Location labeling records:
_ _ _ _

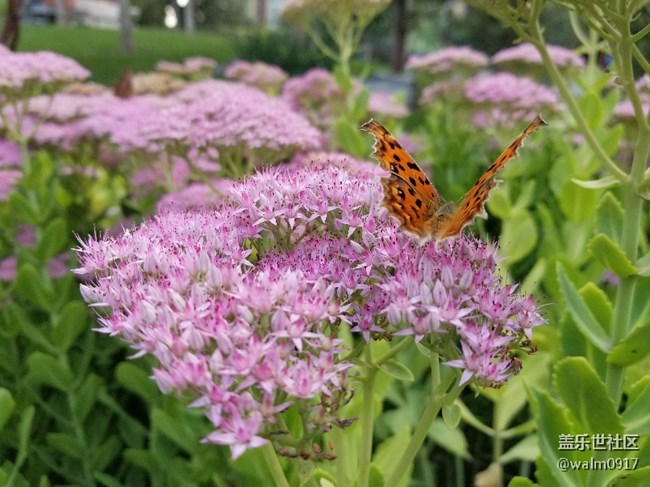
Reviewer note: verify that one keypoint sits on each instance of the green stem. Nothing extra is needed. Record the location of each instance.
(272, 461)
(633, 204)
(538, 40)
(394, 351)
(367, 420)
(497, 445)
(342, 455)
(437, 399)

_ _ _ _

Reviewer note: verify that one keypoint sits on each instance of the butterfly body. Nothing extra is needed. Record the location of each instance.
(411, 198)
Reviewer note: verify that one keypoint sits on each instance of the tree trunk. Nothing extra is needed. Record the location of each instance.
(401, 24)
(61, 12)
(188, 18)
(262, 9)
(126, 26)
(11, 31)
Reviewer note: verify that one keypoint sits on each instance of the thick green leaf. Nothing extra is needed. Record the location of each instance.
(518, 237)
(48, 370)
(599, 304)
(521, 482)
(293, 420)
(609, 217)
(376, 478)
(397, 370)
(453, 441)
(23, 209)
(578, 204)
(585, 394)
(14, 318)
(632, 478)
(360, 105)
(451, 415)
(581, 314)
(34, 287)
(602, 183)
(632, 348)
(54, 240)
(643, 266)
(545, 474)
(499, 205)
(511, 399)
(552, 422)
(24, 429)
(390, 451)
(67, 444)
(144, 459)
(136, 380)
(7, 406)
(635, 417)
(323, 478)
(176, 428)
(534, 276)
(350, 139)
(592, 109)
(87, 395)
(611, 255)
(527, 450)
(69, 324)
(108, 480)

_ _ _ _

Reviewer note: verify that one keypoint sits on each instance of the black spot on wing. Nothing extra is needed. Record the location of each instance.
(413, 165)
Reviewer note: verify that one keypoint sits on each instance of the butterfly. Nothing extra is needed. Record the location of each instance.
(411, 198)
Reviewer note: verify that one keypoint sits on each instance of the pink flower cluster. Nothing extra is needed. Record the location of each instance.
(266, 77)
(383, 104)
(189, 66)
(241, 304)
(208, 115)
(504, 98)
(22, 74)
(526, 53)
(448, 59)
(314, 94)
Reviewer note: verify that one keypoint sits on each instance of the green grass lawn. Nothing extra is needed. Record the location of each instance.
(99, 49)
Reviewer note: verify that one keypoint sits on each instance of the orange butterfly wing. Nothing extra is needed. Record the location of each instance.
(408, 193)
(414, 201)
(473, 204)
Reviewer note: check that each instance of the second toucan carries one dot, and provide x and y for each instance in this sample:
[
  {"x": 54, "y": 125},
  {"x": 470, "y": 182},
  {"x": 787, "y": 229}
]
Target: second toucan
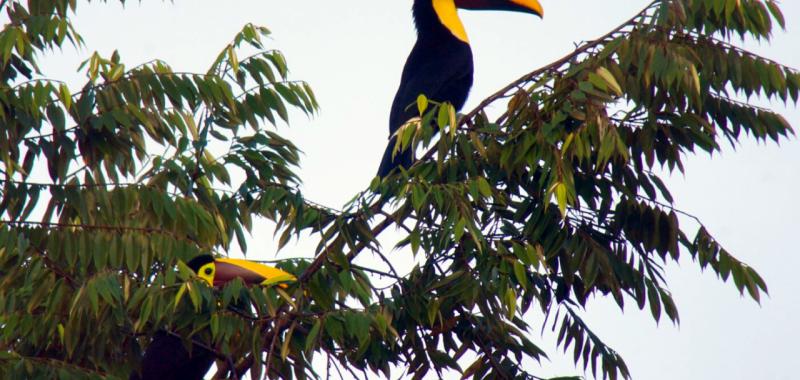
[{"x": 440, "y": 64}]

_ _ _ _

> Given instruction
State how many lines in the items above contain the word "that", treating uppercase and lowercase as different, and give only the number.

> Complete output
10